----- ENTRIES PROVIDED -----

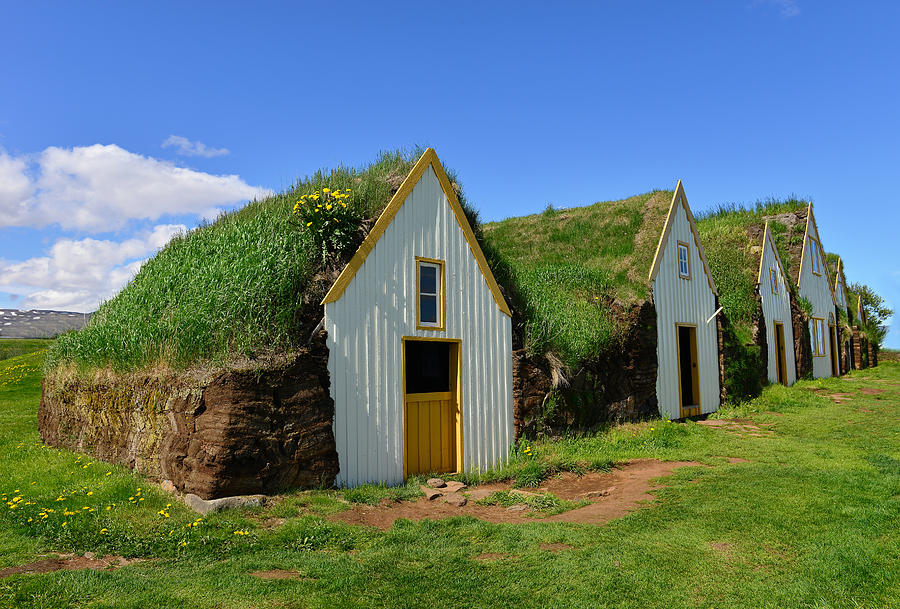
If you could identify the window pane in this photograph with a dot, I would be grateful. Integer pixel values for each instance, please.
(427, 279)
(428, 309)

-----
----- ENTRIES PROVIDED -----

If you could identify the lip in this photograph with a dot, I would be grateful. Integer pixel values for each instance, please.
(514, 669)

-----
----- ENTRIES PROVIDED -----

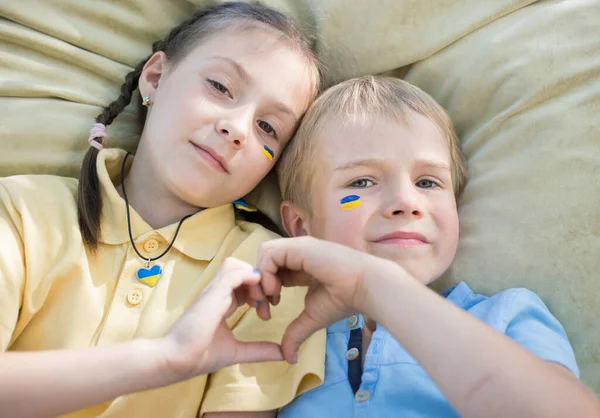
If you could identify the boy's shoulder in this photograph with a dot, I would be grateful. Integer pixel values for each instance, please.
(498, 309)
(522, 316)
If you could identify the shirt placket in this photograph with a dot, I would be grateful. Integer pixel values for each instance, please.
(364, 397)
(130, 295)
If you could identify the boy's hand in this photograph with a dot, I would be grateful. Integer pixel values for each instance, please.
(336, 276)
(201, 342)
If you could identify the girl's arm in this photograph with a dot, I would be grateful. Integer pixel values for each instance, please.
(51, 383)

-----

WHAT THIS TASK INVOLVES -
Count the lines of the material above that contain the string "hand", treating uppercase and lowercase as distinct. Reply with the number alone.

ANSWER TO THIS EXERCISE -
1